■ **Verilen Metin**:

>>>>

1 Eylül 2012 Cumartesi

Dindarlıkta Tiplemeler II



Garibce dindarlık tezahürlerini dikkate alarak onları kategorize etmek ve bir tipoloji yelpazesi oluşturmak istedi.  Olguları ve kendi gözlemlerini, mevcut nasları dikkate alarak bunu yaptı.  Yazı biraz uzun oldu. O yüzden kısımlara ayırarak yayınlamayı uygun buldu. Sizi bir hamlede yormak istemedi.
Bu bölüm yazının ikinci kısmı:

 
Tip 4) Ne Eksik Ne Fazla Müslümanlığı:
Bu tam da Garibce’ye göre.
Hz. Peygamber’e Necid’den saçı başı birbirine karışmış bir adam geldi, ne dediği de çok iyi anlaşılmıyordu.  Nihayet yaklaştı. Bir de baktık İslam hakkında soruyor.
Hz. Peygamber ona: “Bir gün ve gecede beş vakit namaz kılacaksın” dedi.
Adam: “Daha başka var mı?” diye sordu.
Hz. Peygamber: “Hayır, ancak içinden gelerek kendin yaparsan o başka!” dedi.
Hz. Peygamber: “Bir de Ramazan ayında oruç tutacaksın” buyurdu.  
Adam: “Başka var mı?” dedi.
Hz. Peygamber: “Hayır, ama kendi içinden gelerek yaparsan o başka!” dedi.
Hz. Peygamber, ayrıca onun zekat vermesi gerektiğini söyledi.
Adam, “Daha başka!” dedi.

<<<<

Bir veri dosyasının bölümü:
>>>>

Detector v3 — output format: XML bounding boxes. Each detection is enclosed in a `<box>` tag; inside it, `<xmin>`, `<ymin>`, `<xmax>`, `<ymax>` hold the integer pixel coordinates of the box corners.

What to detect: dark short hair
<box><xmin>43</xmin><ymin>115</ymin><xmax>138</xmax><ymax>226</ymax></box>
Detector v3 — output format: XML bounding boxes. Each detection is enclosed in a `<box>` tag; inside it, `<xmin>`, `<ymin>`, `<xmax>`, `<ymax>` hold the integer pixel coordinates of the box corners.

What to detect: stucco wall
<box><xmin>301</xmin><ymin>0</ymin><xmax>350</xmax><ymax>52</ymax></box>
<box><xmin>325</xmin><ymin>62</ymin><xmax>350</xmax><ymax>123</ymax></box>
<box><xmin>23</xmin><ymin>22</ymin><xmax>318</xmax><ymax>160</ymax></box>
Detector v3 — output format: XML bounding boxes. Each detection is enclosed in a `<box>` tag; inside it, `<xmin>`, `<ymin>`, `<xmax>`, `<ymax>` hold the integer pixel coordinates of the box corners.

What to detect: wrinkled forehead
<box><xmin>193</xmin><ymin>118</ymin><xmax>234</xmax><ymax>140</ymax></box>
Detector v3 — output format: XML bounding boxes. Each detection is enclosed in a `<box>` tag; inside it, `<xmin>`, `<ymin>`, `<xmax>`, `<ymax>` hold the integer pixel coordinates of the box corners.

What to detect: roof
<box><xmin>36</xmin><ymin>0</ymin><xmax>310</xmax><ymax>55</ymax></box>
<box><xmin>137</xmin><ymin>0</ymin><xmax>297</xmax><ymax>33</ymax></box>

<<<<
>>>>

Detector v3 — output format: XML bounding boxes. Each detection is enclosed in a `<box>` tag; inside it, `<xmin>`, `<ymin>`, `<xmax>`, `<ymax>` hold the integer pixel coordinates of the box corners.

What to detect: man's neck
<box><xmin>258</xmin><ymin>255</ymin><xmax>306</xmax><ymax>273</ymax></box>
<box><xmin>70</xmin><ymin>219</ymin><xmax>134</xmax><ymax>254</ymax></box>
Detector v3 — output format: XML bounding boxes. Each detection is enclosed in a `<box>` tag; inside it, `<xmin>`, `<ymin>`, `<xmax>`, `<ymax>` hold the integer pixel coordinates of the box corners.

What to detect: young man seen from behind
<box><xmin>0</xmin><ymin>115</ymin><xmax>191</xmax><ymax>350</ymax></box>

<<<<
>>>>

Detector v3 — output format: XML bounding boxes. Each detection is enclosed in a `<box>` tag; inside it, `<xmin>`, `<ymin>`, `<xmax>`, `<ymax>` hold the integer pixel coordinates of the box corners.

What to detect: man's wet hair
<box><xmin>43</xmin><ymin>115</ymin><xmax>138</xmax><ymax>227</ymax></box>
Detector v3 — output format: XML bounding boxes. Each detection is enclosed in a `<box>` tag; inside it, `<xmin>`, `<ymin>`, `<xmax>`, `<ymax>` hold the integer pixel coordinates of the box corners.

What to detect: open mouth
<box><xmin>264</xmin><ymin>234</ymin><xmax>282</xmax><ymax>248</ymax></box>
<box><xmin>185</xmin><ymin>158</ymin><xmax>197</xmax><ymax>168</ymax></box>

<<<<

■ **Yapılacak İş**:
Dindarlıkta tiplemeler metninin "Garibce dindarlık tezahürlerini" ifadesinden başlayıp "İslam hakkında soruyor." ifadesi de dahil olmak üzere o ifadeye kadar uzanan kısmını güncelleyiniz. Bu kısımda "kategorize etmek" yerine "sınıflandırmak" yazınız.

■ **Alıştırma Sonucu**:
Garibce dindarlık tezahürlerini dikkate alarak onları sınıflandırmak ve bir tipoloji yelpazesi oluşturmak istedi.  Olguları ve kendi gözlemlerini, mevcut nasları dikkate alarak bunu yaptı.  Yazı biraz uzun oldu. O yüzden kısımlara ayırarak yayınlamayı uygun buldu. Sizi bir hamlede yormak istemedi.
Bu bölüm yazının ikinci kısmı:

 
Tip 4) Ne Eksik Ne Fazla Müslümanlığı:
Bu tam da Garibce’ye göre.
Hz. Peygamber’e Necid’den saçı başı birbirine karışmış bir adam geldi, ne dediği de çok iyi anlaşılmıyordu.  Nihayet yaklaştı. Bir de baktık İslam hakkında soruyor.